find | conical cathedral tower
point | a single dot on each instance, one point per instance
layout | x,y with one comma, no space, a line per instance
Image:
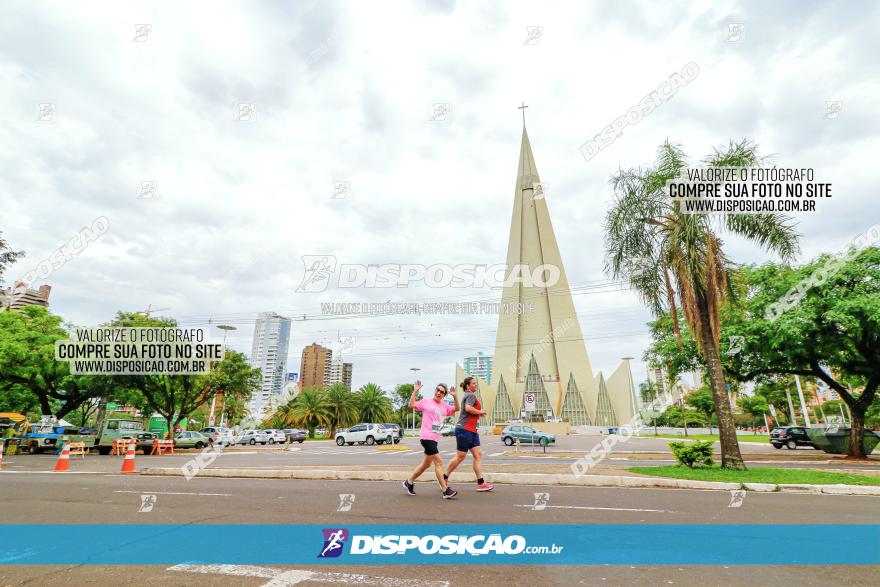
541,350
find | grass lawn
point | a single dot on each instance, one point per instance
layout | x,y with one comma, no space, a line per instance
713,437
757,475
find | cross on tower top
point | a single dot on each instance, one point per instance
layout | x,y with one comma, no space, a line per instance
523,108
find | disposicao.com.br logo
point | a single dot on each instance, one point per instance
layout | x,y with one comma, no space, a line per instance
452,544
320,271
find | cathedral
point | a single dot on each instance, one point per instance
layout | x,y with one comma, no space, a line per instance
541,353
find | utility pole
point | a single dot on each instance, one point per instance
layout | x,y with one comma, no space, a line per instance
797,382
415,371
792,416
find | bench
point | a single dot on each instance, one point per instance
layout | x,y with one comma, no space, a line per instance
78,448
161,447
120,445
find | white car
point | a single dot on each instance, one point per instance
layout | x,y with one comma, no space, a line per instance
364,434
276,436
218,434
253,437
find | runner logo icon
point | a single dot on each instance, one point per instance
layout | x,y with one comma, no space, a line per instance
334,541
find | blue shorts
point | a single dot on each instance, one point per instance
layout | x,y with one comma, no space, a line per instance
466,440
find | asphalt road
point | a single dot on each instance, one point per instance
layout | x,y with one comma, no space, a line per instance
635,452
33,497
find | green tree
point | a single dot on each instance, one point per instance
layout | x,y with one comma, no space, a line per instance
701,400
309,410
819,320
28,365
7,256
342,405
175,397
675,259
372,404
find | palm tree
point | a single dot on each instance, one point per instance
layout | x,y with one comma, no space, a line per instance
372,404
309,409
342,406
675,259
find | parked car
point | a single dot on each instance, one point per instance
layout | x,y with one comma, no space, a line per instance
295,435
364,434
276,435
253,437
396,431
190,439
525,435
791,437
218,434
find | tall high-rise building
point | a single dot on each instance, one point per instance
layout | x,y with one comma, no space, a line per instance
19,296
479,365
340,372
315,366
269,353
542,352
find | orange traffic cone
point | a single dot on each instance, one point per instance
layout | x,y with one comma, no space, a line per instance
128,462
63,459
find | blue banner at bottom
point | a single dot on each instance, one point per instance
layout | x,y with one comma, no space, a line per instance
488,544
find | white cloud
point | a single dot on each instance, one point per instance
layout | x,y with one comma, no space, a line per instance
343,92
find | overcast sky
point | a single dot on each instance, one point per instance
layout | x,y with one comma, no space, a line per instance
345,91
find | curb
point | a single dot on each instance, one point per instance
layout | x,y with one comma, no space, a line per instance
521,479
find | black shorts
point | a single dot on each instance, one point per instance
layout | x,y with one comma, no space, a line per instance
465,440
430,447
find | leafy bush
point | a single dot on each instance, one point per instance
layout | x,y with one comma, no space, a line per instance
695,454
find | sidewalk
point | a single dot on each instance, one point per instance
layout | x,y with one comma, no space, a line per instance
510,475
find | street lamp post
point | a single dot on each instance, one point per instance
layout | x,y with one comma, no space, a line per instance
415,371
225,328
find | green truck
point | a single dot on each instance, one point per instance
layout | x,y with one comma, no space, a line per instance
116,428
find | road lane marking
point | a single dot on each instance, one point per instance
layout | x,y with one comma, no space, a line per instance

----------

__Directions__
Give the entries above again, exactly as written and free of images.

__Finished task__
find | conical cathedral tower
point | a single dot on each instance, one point per instance
layout | x,y with one comma, no space, a line per instance
Image:
541,350
find | grass lawn
point | a single dot on each instance, one point per instance
layout | x,y with one comma, no space, a line per instance
713,437
757,475
find | cross on tower top
point | a single dot on each instance, one point per instance
layout | x,y with one comma, no space, a line per instance
523,108
find | disposicao.com.br logo
point | a single dot on each instance, one point per instance
layout | x,y with one comma, no space, a line per instance
452,544
320,271
find | cathedral
point | a single dot on each instance, one point per instance
layout | x,y with one comma, no space, a line per instance
541,353
find | utility pole
point | a single dot on each instance, one point per instance
layout | x,y with one comma, no space, a line per instance
797,382
415,371
792,416
find | bench
point | a single dot on each instance, one point per instance
layout | x,y with one comma, no space, a line per instance
78,448
161,447
120,445
find | white car
point | a single dot on each instance, one point per instance
layout | x,y with one comma, no space, a line per instance
364,434
276,436
218,434
253,437
find | runner logo icon
point | a single dot on each instance, one point per instance
layout | x,y with one comma, no space, a line per instance
334,541
find | blue shorts
point | a single dot on each instance, one point per instance
layout | x,y with one comma, no space, a line per instance
466,440
find | asphalt road
point | a single dot on each instance, one point per instance
layout | x,y with one comma, no space, a line per instance
635,452
33,497
find | green tree
point | a single dot on each instance, one point per instance
layout | x,y with one comma, no space, a line per instance
701,400
309,410
819,320
28,365
7,256
342,405
175,397
675,259
372,404
find | palm tree
point | a single dot on each instance, one point per instance
layout | x,y with one comma, no space, a line per instance
372,404
309,409
342,406
675,259
find | parked car
point | a single dot on each instance, one point per instance
layout | x,y with one comma, no space, a line per instance
295,435
364,434
276,435
253,437
396,431
190,439
525,435
791,437
218,434
find | tall high-rise building
point | a single dot on each instance, one point per instance
layout | x,y with one comma, no space, a line per instance
19,296
479,365
340,372
315,366
269,353
542,352
find | orange traffic cone
point | a single dot on each instance, one point per instance
layout | x,y with one comma, no space, a line per instance
128,462
63,459
find | blue banner at bottom
point | a single dot on each instance, one point per instance
layout | x,y with one comma, no space, a line per instance
488,544
find | white cloud
point | a single dot on each instance, one point per instance
layout | x,y with one comma, no space, a line per instance
343,92
find | overcast sky
point | a single dot on each instance, one point per instance
layout | x,y with one comma, no space, a line per instance
345,91
find | curb
point | a single dot on each instance, one point per instance
layout | x,y with one comma, no space, a line per instance
521,479
find | black shorts
point | a single dot on each instance, one point per instance
layout | x,y with one comma, no space, a line per instance
465,440
430,447
find | leafy bush
point | a single dot on each instance, one point per instance
layout | x,y with one comma, no space, a line per instance
695,454
find | sidewalk
point | a single dot on each instance, one point per instance
layout | x,y with one comma, no space, a line per instance
510,475
find | street lamp post
point | a single dot on each instance, one point per instance
layout | x,y with one comma, no space, a line per instance
415,371
225,328
find | green truck
point | a single dot on each instance, one point per instance
layout | x,y with one comma, no space, a line per instance
116,428
find | road lane marking
point | a single dot on each instance, one point per instance
layout | x,y with one comma, no space, a line per instance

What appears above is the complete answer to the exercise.